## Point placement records
______________________________

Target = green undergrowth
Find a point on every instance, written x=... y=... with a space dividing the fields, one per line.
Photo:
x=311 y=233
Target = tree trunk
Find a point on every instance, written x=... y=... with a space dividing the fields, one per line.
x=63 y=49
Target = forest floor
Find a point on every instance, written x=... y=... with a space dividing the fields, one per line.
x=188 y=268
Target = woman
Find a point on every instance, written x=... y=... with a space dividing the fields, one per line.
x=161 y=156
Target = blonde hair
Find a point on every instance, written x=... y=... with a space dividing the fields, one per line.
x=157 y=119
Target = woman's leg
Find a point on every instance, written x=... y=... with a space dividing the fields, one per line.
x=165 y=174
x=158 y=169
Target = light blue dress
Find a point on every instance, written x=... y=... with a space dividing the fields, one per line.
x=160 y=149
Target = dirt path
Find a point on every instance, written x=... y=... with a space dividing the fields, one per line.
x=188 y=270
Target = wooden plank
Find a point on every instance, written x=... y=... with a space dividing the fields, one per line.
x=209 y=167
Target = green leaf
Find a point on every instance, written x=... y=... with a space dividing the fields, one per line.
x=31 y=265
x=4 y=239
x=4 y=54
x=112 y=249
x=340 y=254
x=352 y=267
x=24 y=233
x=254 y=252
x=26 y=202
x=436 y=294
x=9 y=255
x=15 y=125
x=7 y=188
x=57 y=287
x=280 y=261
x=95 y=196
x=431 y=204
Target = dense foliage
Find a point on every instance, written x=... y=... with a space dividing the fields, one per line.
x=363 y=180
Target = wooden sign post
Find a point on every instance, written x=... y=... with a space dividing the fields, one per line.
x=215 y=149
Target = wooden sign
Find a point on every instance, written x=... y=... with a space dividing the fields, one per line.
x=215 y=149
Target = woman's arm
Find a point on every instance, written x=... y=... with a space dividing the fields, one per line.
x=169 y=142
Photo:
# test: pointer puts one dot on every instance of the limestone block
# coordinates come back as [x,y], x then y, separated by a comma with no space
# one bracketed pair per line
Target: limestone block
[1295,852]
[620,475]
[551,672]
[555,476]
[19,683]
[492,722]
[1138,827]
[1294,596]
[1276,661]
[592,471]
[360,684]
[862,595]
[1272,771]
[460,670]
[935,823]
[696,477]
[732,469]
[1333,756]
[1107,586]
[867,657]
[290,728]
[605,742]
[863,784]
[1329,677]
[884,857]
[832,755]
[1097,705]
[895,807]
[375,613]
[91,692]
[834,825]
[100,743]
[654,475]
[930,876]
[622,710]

______________________________

Please quote all of the records above word for word, line by line, without changing anything.

Target = green undergrowth
Find a point on every instance, written x=... y=... with a space dividing the fields, one per line.
Photo:
x=311 y=233
Target = tree trunk
Find a point on every instance, written x=... y=... with a space dividing the fields, one per line.
x=63 y=49
Target = forest floor
Find a point on every instance, written x=... y=... with a space dividing the fields, one per line.
x=188 y=268
Target = woman
Find a point on every instance, written x=... y=... with a space dividing the fields, one per line.
x=161 y=156
Target = blonde hair
Find a point on every instance, written x=... y=... with a space dividing the fields, one per line.
x=157 y=119
Target = woman's leg
Find a point on every instance, written x=... y=... with a space dividing the fields, one per line.
x=165 y=174
x=158 y=169
Target = light blue dress
Find a point on every instance, written x=... y=... with a space dividing the fields, one per line.
x=160 y=149
Target = dirt path
Find a point on every instance, written x=... y=... with a space dividing the fields, one per line.
x=188 y=270
Target = wooden plank
Find a point on every instance, written x=... y=... with a space dividing the fields, one per line.
x=209 y=167
Target = green leaf
Find a point on every instance, written x=... y=... with a space dividing the fields, one per line.
x=31 y=265
x=4 y=239
x=4 y=54
x=112 y=249
x=340 y=254
x=352 y=267
x=24 y=233
x=254 y=252
x=26 y=202
x=436 y=294
x=9 y=255
x=15 y=125
x=7 y=188
x=57 y=287
x=280 y=261
x=95 y=196
x=431 y=204
Target = dense foliage
Find a point on every instance, written x=... y=... with a space dividing the fields, one per line.
x=363 y=180
Target = wooden sign post
Find a point on every instance, written x=... y=... with a space dividing the fields, one per line.
x=215 y=149
Target = wooden sign
Find a point on every instance, written x=... y=... with a space dividing the fields, one per line.
x=215 y=149
Target = woman's arm
Find a point on every instance, written x=... y=... with a space dividing the fields, one per line.
x=169 y=142
Photo:
# test: pointer puts one dot on every instance of the limestone block
# coordinates come back as [x,y], x then y, separated by a comma with no space
# one bracketed pair per line
Target: limestone block
[1295,852]
[620,475]
[551,672]
[555,476]
[19,683]
[492,722]
[1138,827]
[1294,596]
[1276,661]
[592,471]
[360,684]
[862,595]
[1272,771]
[460,670]
[935,823]
[696,477]
[732,469]
[1333,756]
[1107,586]
[867,657]
[290,728]
[605,742]
[863,784]
[1329,677]
[884,857]
[832,755]
[1097,705]
[895,807]
[375,613]
[91,692]
[834,825]
[100,743]
[654,475]
[930,876]
[622,710]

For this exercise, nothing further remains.